SET OF TASKS:
**1)** From the TB lesion segmentation repository description, list every author of the cited paper in the order given.
**2)** Pick up the TB lesion segmentation repository description after its final sentence and write what comes next.
DOCUMENT PASSAGE below:
This repository contains code for segmenting TB lesions in frontal chest X-rays, semantic segmentation.
The segmentation models are developed using UNet (with Resnet18 as encoder architecture initialized with 'imagenet' weights) , YOLOv8(m- Initialized with pretrained 'coco' weights) and nnUNet
Algorithmic details and performance evaluation are described in:
K. Kantipudi, V. Bui, H. Yu, Y.M.F. Lure, S. Jaeger, Z. Yaniv, "Semantic segmentation of TB in chest x-rays: a new dataset and generalization evaluation", Proc. SPIE 13407, Medical Imaging: Computer-Aided Diagnosis, 134073L, 2025. doi:10.1117/12.3047222.
User needs to install a conda environment and run the below command line to install all the required frameworks. User also needs to install a git-lfs in their machine to downlaod the weight files from this repository.
conda env create -f environment.yml
To generate training and validation CSV files, run the below command. The command line prepares train/val CSV files for training the model to predict the TB lesions. The command line requires input csv files ('TB_Portals_labeled20231121.csv' -> Zhying's annotations file and 'TB_Portals_CXRs_August_2023.csv' -> TB portals csv file contaning the column 'cxr_outlier'' ) as some of the inputs. The command also requires input root CXR directory contaning tb portals images ,output directory to save the predicted segmented images. Lastly, it requires output_prefix_for_csv_filename to save the train,val and test filenames. User also needs to provide the abnormality list. Here the abnormality list used is ["Secondary Pulmonary Tuberculosis"] as input to prepare the labels for this abnormality.
End of DOCUMENT PASSAGE.
MATERIAL PROVIDED below:
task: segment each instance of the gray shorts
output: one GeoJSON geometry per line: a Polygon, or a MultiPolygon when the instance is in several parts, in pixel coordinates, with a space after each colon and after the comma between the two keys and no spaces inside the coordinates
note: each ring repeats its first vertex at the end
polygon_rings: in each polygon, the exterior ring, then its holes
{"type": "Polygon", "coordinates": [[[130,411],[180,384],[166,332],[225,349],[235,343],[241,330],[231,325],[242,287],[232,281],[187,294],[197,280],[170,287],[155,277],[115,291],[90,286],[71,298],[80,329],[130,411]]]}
End of MATERIAL PROVIDED.
RESULTS:
**1)** K. Kantipudi, V. Bui, H. Yu, Y.M.F. Lure, S. Jaeger, Z. Yaniv

**2)**
python -m segment_tb_cxr.data_preparation.data_prep TB_Portals_labeled20231121.csv TB_Portals_CXRs_August_2023.csv /data/bcbb/cxr_data/aspera/2023/August/GlobalBucket "tbseg" ["Secondary Pulmonary Tuberculosis"]
the above command line should generate a csv file called "tbseg.csv"
After running the above command line , user should then run the below command line to generate the train/val/test csv files which are then used to train the model.
python -m segment_tb_cxr.data_preparation.prepare_train_val_test_csvs tbseg.csv 5
After running the above command user will approximately see the number of files for train / val / test datasets :
'Train': 4429 'Val' : 949 'Test': 950
As this is a simple task to train user can give a fraction amount by which these images can be utilized.
python -m segment_tb_cxr.unet_resnet18.training.train_tb_segment segment_tb_cxr/unet_resnet18/training/unet_resnet18_params.json tbseg_train_fold_0.csv tbseg_val_fold_0.csv tbseg --plot_images_for_debugging False
To run the inference results from the model, user can run the below command.
Please first make sure to install the environment using requirements.txt file .
python -m segment_tb_cxr.unet_resnet18.inference.inference_tb_segment segment_tb_cxr/sample.csv segment_tb_cxr/unet_resnet18/weights/customunet.pt segment_tb_cxr/sample_seg segment_tb_cxr/unet_resnet18/training/unet_resnet18_params.json segment_tb_cxr/sample_preds.csv
The command line above can then be used to segment the tb labels from the input CSV file (with column name 'filename'), pretrained TB lesion segmentation model by custom unet. User needs to provide an output directory to save the segmented images, output prediction CSV file name at the end of the argument to save the prediction file names along with input CXR. The output CSV file will contain values containing columns "filename" and "customunet_pred_tb_seg_file" indicating the input filenames and predicted tb segmentation file in th output directory respectively.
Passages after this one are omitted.